- _DATA FOR THE TASK_:
■ ■ ■ ■ ■

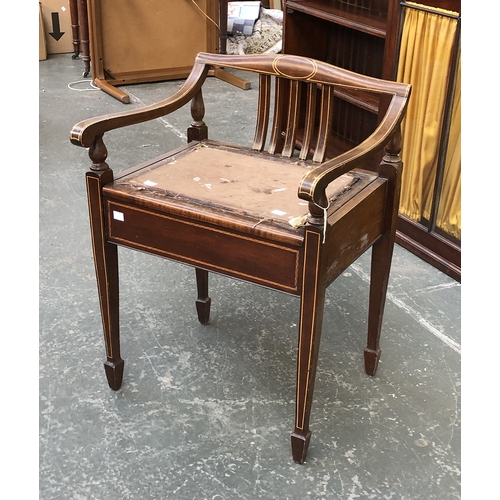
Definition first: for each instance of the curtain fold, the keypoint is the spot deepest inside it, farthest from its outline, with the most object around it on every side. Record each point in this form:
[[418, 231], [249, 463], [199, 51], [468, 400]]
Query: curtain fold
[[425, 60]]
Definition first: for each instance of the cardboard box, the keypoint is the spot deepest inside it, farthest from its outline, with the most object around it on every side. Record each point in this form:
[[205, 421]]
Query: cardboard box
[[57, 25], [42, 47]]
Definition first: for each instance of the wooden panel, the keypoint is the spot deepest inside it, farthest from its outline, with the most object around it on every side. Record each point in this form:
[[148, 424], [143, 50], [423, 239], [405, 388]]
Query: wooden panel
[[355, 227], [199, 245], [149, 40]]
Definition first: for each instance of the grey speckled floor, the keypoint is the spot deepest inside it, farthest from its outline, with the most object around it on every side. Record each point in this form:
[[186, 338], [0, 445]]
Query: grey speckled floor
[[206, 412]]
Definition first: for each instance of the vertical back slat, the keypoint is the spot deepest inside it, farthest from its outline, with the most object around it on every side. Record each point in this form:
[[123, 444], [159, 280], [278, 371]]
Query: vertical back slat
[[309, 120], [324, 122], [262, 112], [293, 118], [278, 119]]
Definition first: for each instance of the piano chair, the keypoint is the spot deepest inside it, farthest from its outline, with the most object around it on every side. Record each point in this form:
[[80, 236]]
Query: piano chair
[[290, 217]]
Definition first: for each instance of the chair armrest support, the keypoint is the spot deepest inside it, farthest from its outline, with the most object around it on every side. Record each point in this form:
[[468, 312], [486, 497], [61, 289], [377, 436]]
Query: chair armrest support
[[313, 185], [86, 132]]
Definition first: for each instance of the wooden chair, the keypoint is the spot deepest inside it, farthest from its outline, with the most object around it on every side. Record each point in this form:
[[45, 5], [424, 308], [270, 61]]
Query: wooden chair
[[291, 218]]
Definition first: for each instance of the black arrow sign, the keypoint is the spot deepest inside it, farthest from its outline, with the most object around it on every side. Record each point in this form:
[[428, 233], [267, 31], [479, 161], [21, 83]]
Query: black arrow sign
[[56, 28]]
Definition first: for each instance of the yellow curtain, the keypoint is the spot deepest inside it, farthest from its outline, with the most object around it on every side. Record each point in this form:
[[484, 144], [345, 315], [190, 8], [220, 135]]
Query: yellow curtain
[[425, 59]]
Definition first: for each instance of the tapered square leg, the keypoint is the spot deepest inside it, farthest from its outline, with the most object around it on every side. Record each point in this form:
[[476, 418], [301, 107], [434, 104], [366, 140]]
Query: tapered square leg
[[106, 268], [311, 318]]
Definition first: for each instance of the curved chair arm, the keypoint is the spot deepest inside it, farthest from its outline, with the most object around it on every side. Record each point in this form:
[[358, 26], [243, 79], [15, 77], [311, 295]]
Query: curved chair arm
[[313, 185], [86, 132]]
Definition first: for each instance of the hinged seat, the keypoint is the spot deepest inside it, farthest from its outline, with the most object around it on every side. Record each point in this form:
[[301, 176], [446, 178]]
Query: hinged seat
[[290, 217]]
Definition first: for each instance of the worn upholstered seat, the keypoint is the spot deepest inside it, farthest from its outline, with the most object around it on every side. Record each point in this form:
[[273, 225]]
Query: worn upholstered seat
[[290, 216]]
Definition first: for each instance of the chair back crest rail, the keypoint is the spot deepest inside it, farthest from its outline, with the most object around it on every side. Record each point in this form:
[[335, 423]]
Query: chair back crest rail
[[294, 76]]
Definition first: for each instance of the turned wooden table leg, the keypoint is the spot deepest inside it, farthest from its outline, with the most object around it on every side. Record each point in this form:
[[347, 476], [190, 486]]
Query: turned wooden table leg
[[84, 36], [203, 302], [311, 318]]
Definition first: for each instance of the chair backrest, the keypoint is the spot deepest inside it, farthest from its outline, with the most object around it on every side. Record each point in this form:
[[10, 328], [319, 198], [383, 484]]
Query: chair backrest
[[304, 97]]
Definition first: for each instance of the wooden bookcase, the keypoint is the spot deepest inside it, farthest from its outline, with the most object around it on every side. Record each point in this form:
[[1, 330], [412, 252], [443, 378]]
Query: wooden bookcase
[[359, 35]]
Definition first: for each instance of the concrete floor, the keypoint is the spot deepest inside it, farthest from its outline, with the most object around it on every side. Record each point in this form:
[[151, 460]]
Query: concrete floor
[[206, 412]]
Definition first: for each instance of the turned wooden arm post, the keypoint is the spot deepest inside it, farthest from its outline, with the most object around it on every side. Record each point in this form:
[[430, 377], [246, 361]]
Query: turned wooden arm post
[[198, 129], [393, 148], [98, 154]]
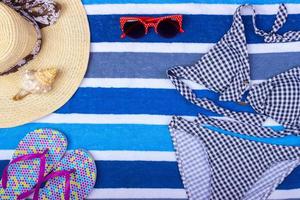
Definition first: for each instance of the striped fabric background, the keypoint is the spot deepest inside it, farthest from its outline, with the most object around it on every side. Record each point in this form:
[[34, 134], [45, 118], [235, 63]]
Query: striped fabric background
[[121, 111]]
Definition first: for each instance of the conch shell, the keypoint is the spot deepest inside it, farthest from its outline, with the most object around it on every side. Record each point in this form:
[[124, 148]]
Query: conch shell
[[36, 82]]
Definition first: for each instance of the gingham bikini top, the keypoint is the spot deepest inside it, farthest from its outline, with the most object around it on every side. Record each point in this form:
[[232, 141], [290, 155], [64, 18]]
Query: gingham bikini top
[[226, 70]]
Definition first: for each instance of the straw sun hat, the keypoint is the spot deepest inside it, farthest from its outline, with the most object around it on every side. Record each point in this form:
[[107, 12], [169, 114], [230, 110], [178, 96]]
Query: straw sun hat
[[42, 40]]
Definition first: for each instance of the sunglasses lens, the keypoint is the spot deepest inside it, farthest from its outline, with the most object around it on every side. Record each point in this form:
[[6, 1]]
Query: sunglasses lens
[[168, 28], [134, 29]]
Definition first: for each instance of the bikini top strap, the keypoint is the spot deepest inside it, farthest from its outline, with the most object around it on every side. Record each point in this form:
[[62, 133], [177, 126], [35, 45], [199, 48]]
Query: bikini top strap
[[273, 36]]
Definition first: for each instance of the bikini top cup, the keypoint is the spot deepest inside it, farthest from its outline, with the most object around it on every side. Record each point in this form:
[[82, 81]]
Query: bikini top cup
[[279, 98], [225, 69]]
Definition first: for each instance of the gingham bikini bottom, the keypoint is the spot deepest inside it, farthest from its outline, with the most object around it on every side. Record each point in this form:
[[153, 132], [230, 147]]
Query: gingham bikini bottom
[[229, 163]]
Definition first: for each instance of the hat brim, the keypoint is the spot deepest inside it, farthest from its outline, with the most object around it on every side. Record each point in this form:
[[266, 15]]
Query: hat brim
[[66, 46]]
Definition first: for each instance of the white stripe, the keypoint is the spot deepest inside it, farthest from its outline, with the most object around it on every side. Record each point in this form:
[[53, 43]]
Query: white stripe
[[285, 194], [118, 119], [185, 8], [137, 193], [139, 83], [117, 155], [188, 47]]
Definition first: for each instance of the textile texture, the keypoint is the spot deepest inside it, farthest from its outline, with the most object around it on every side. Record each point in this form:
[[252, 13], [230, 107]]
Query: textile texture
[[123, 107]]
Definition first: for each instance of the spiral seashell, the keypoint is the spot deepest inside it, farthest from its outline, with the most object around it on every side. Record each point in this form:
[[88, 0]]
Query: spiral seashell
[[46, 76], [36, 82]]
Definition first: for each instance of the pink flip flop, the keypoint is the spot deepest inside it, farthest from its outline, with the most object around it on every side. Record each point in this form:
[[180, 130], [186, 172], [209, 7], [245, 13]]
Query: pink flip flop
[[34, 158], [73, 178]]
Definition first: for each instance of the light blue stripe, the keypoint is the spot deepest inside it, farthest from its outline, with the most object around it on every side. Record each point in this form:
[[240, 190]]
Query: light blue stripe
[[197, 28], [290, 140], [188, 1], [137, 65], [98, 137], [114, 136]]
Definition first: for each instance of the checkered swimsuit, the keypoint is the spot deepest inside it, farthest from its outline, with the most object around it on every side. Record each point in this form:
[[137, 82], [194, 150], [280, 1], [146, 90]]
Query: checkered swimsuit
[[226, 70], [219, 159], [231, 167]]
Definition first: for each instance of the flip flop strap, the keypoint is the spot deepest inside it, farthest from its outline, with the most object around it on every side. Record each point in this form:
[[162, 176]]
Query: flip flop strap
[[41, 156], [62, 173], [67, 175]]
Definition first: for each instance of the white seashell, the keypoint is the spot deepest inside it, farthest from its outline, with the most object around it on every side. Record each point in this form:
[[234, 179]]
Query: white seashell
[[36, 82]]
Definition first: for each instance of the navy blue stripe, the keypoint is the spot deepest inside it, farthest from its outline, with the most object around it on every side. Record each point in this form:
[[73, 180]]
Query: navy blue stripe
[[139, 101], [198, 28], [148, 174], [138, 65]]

■ ■ ■ ■ ■

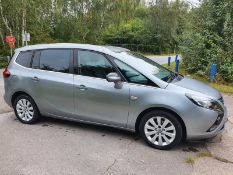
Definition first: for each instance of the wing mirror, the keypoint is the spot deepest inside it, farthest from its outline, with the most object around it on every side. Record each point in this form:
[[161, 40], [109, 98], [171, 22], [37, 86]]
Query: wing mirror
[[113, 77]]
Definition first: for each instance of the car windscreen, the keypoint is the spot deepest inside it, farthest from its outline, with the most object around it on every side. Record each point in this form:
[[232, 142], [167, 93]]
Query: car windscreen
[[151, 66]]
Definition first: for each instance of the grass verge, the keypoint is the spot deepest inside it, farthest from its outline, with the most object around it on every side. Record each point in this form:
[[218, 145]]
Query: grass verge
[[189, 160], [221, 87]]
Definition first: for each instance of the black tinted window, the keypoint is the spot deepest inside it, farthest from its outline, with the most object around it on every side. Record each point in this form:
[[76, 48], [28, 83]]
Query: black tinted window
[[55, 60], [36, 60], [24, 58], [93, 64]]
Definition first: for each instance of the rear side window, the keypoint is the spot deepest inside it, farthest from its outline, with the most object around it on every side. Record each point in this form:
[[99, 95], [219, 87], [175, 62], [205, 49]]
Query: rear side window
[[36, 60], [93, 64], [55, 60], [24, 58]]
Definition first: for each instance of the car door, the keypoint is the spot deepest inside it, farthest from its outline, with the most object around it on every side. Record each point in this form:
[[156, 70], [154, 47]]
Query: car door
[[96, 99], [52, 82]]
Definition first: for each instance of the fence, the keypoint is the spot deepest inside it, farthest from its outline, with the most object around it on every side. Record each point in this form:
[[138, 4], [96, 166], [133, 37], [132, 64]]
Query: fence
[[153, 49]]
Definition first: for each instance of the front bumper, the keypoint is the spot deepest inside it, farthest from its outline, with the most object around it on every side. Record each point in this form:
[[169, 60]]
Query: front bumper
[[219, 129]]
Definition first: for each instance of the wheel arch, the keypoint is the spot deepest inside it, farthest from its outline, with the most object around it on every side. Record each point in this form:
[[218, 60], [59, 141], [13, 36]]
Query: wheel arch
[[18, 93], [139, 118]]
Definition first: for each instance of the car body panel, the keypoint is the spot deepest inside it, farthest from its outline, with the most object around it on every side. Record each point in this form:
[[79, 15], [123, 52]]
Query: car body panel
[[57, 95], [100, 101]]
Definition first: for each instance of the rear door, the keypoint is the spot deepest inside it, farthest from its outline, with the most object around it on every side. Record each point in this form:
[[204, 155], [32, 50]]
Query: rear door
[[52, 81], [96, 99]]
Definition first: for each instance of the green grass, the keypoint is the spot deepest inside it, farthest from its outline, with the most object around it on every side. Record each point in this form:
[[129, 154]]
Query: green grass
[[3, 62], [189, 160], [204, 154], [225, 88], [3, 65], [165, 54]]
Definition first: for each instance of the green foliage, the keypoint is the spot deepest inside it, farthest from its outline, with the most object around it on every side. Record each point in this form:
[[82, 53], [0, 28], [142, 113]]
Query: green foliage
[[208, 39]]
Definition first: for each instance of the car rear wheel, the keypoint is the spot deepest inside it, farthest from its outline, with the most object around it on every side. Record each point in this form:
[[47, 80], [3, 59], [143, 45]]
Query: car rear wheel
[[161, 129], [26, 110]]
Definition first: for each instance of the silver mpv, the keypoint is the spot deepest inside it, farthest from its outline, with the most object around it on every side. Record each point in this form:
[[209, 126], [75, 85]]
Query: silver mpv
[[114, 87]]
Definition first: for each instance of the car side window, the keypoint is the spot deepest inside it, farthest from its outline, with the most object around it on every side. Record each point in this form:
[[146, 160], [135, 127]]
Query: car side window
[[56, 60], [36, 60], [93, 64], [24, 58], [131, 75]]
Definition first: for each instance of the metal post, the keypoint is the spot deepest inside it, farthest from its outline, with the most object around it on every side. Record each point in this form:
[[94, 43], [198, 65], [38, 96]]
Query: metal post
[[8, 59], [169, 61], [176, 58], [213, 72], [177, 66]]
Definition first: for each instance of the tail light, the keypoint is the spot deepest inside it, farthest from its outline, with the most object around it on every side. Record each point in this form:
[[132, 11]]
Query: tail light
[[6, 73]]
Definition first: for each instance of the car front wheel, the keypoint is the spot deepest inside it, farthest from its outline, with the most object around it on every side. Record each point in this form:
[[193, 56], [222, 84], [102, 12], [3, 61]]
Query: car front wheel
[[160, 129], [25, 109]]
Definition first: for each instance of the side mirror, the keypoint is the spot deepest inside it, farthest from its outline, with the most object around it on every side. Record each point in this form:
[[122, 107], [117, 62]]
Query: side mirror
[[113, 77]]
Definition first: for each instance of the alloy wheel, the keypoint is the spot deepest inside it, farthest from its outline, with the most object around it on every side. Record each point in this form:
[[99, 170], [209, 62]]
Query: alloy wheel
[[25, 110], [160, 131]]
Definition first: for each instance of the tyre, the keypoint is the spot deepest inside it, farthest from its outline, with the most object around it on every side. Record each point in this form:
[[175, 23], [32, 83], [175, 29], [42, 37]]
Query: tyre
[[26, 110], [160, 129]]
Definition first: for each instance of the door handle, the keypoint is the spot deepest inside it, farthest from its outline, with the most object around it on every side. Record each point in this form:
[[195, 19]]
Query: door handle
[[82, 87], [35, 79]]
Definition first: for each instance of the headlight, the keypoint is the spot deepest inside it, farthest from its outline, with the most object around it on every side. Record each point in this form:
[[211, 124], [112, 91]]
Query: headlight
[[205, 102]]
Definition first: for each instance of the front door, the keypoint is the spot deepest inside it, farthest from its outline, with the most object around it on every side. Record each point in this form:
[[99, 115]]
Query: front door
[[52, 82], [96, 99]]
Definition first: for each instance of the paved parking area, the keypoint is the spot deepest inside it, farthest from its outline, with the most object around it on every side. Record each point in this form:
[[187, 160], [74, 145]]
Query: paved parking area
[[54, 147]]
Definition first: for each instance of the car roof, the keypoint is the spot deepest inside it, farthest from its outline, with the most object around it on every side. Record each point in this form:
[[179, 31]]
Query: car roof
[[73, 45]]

■ ■ ■ ■ ■

- _TASK DIRECTIONS_: Of all the entries above, repeat only the lines from the line that has "Query: grass verge" to the line that has "[[169, 60]]", both lines included, exactly.

- _RESULT OF THIS EXERCISE_:
Query: grass verge
[[189, 160], [221, 87]]
Definition first: for each instance of the black tinted window, the keypoint is the spot deepest inside it, farthest from its outline, with the most object around it on every side. Record each point in this form:
[[76, 48], [28, 83]]
Query: black tinted window
[[55, 60], [36, 60], [24, 58], [93, 64]]
Definition first: for each instance of the rear side window, the keypoint is the spot deepest inside it, farthest from its outline, with the most object around it on every side. Record each point in this form:
[[99, 95], [219, 87], [175, 62], [205, 49]]
Query: rear side window
[[36, 60], [93, 64], [55, 60], [24, 58]]
Definition first: for each instance of the car door, the keypoint is the spot deepest inside it, farthest from its outline, with the most object around it on every side. Record each point in this form:
[[156, 70], [154, 47]]
Query: car door
[[96, 99], [52, 82]]
Definition first: for each instance of the fence, the keypoint is the spot deepest inside it, farthest from its outline, with the most object around it on every side. Record each point in this form:
[[138, 4], [96, 166], [133, 37], [132, 64]]
Query: fence
[[153, 49]]
Definition first: for each instance of the front bumper, the keypoint is the spot deepest inside it, farthest from its outline, with the most object around it on every side. Record each point in this form:
[[169, 60]]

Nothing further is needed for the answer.